→ Work to do: Pick out each line of the material below that contains the string "mountain", and copy those lines. Case counts.

→ Entries for bounding box labeling:
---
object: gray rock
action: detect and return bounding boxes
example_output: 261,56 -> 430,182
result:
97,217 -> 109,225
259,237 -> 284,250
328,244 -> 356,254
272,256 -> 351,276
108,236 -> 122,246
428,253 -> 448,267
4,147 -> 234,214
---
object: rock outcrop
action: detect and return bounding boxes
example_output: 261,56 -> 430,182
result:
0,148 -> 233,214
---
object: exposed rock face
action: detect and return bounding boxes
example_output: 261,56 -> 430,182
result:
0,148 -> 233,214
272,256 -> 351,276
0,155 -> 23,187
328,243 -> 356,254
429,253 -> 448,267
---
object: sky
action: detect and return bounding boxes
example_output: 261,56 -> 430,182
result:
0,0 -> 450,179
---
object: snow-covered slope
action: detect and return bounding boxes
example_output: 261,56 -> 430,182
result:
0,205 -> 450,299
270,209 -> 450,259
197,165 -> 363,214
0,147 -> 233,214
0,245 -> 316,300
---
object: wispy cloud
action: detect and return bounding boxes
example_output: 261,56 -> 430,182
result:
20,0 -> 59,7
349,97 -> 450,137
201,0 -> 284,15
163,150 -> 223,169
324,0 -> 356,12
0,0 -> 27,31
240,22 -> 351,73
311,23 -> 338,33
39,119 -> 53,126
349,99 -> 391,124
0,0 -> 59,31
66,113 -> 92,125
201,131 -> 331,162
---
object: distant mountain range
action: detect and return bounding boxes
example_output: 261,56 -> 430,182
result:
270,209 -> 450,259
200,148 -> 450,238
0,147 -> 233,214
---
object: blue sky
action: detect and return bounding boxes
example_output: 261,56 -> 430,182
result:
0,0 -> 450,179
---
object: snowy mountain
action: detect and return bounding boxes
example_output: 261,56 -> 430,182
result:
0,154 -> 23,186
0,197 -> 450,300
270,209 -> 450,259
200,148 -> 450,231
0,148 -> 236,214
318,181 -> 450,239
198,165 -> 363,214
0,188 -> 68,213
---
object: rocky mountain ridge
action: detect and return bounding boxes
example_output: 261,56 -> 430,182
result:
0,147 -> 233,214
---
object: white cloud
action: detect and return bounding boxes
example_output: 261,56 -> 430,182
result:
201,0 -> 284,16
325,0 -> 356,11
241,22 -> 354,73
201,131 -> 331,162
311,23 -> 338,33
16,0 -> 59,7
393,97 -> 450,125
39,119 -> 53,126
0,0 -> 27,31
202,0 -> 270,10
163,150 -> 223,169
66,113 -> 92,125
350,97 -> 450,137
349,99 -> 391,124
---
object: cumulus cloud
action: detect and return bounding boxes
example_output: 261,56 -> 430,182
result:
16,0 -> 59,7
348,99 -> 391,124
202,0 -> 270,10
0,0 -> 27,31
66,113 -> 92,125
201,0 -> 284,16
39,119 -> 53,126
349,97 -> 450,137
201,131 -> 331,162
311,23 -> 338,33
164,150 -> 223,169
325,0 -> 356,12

→ Full answer:
object: distant mountain range
object: snowy mountain
object: rocky mountain ridge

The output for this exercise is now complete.